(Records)
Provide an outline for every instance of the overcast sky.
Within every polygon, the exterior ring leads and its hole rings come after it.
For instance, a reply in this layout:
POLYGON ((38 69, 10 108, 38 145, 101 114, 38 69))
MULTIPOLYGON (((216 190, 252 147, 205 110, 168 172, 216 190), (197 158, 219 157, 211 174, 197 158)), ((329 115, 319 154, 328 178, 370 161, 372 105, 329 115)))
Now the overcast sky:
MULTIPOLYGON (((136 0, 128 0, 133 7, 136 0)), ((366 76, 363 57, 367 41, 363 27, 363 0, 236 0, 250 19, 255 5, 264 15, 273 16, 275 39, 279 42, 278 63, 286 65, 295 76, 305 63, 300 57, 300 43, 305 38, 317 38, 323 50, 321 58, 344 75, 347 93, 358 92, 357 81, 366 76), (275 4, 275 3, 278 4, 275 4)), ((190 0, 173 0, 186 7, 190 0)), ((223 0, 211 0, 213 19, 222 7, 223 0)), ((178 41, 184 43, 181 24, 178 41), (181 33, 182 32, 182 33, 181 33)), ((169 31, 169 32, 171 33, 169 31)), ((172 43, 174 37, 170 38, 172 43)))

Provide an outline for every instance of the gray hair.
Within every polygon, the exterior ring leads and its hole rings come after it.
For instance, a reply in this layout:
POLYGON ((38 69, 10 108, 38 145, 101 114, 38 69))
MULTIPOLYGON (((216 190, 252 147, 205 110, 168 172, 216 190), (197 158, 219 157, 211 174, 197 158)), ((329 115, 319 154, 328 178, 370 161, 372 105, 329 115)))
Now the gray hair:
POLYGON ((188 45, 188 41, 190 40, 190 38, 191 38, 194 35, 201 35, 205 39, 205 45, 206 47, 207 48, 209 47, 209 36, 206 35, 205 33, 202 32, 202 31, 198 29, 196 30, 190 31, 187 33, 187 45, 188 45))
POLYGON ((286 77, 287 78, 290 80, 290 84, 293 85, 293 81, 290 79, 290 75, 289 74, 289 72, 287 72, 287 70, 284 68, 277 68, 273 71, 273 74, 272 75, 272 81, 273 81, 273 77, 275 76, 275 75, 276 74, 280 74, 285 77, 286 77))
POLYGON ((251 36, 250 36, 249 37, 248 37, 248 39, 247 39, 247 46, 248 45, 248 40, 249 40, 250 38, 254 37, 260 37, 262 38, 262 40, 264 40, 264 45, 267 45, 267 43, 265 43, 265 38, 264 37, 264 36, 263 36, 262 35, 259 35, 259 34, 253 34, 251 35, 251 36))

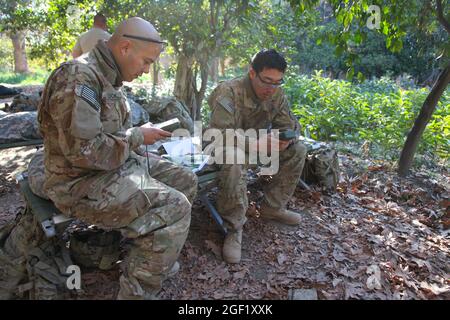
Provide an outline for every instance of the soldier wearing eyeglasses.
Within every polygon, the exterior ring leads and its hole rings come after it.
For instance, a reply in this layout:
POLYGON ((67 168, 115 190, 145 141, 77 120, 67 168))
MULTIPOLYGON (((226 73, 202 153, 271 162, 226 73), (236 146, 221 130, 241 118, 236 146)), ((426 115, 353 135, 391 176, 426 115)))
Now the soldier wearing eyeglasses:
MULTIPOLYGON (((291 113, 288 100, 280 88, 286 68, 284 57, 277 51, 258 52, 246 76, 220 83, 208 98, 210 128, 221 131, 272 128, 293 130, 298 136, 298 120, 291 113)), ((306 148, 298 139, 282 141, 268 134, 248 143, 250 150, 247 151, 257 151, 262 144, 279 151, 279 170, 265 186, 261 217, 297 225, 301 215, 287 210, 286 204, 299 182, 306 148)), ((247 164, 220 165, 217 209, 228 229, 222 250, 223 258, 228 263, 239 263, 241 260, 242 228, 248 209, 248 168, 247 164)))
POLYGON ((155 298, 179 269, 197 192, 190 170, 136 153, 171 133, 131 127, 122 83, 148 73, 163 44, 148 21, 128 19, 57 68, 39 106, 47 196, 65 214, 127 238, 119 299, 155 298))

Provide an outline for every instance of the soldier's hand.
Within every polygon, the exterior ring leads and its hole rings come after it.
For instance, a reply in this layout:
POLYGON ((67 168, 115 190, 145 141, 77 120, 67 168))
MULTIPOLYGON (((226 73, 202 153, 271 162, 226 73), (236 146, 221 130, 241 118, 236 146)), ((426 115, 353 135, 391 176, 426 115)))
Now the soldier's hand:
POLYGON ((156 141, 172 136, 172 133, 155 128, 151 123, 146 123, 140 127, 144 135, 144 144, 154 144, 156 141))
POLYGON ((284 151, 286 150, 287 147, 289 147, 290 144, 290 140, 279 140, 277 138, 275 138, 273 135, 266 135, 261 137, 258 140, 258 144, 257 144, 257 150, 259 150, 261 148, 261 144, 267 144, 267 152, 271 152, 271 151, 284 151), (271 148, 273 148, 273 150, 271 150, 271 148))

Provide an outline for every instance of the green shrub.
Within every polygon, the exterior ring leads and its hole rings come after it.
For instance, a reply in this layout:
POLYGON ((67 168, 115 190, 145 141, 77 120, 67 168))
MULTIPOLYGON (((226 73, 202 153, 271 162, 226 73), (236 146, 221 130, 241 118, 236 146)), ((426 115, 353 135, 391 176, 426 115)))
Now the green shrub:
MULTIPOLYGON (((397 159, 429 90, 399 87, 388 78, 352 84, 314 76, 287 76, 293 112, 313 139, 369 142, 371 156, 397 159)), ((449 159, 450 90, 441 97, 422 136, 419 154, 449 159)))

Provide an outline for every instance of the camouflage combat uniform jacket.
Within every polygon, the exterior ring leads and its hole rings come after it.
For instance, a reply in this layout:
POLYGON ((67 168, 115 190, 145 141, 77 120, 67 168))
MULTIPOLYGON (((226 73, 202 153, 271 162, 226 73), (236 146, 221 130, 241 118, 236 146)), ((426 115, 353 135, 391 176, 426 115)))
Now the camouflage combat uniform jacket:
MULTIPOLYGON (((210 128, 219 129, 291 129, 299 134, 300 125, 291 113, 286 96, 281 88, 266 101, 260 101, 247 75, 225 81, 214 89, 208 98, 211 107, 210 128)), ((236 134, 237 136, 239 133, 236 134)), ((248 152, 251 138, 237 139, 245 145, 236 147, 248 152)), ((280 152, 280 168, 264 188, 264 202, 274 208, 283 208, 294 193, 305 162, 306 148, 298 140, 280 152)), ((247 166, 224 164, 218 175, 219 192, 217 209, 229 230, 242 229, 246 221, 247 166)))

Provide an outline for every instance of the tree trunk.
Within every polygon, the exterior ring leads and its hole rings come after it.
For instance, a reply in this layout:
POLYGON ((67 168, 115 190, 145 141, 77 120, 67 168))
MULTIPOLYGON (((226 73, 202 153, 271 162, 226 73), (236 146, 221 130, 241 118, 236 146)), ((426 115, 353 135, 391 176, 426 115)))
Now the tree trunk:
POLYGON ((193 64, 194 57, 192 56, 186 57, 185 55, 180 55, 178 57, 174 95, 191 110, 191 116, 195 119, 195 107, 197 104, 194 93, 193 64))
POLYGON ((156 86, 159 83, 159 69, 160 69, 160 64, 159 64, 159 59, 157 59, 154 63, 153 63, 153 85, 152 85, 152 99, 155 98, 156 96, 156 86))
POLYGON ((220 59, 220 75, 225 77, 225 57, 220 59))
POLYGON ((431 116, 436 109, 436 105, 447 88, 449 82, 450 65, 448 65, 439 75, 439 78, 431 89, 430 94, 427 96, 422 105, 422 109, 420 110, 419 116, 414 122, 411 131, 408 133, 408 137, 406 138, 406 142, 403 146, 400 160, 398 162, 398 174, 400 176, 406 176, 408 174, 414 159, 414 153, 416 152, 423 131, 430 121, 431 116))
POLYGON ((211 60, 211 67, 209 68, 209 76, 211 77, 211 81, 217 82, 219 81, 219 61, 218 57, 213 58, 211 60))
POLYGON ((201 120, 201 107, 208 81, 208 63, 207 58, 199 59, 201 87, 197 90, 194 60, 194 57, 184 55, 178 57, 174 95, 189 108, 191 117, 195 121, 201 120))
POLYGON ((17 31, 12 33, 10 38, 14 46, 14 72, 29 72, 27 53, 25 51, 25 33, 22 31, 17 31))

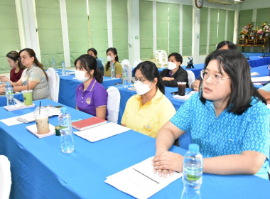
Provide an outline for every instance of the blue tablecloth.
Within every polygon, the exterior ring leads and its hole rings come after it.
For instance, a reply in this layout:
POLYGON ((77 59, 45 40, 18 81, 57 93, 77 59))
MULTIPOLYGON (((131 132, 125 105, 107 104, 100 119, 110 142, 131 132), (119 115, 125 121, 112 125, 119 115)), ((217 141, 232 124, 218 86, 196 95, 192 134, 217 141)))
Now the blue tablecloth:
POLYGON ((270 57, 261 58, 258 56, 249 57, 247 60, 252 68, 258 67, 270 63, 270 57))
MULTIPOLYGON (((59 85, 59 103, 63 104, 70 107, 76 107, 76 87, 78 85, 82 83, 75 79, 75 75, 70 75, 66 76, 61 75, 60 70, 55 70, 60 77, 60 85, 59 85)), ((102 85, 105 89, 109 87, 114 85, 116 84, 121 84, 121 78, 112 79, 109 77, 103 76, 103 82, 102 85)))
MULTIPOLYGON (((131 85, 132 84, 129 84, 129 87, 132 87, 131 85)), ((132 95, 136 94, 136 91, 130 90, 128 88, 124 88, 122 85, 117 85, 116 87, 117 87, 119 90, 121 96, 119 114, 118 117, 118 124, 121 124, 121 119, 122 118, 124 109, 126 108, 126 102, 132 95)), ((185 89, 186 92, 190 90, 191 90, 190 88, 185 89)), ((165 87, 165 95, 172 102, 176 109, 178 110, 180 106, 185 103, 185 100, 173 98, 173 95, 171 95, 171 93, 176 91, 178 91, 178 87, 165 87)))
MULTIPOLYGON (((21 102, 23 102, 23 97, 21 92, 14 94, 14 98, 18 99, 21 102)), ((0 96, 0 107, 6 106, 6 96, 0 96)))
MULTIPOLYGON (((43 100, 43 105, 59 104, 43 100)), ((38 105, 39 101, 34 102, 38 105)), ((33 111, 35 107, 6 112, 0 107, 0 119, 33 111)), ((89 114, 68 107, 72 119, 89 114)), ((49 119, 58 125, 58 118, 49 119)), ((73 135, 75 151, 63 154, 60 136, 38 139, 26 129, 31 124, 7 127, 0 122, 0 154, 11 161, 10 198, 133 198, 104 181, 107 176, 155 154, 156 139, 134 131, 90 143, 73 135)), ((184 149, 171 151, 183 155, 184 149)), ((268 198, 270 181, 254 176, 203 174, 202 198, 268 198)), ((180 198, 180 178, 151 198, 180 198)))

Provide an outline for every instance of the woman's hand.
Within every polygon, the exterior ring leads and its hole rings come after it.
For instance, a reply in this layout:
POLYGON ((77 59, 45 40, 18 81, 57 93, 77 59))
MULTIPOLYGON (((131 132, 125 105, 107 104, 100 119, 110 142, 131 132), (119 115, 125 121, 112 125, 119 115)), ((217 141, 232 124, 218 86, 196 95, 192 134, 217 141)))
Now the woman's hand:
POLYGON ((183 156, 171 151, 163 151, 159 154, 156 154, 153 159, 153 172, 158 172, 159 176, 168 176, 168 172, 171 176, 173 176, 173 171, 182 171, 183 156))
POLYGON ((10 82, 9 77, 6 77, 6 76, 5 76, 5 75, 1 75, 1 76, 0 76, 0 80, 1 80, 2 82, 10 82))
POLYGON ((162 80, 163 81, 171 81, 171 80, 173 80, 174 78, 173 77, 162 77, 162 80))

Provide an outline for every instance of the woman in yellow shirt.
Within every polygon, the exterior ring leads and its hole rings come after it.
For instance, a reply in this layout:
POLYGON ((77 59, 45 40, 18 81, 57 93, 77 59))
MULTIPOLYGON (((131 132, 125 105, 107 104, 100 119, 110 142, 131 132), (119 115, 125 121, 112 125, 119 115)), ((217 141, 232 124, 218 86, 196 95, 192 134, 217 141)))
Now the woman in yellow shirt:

§ Exercise aim: Transcribe word for word the lines of the listing above, starting with the line that contains "Provide an outline for every instance of the gray" and going on through the line that contains "POLYGON ((188 45, 188".

§ Answer to this exercise:
Provide an outline for every instance of the gray hair.
Within every polygon, the exterior ring leads and its hole rings come after it.
For instance, a reply in this layout:
POLYGON ((38 69, 10 108, 38 145, 101 114, 38 69))
MULTIPOLYGON (((216 190, 252 147, 205 110, 168 172, 216 190), (197 158, 219 157, 211 174, 197 158)), ((329 115, 319 154, 328 178, 370 161, 372 105, 329 115)))
Now the gray hair:
POLYGON ((188 45, 188 41, 190 40, 190 38, 191 38, 194 35, 201 35, 205 39, 205 45, 206 47, 207 48, 209 47, 209 36, 206 35, 205 33, 202 32, 202 31, 198 29, 196 30, 190 31, 187 33, 187 45, 188 45))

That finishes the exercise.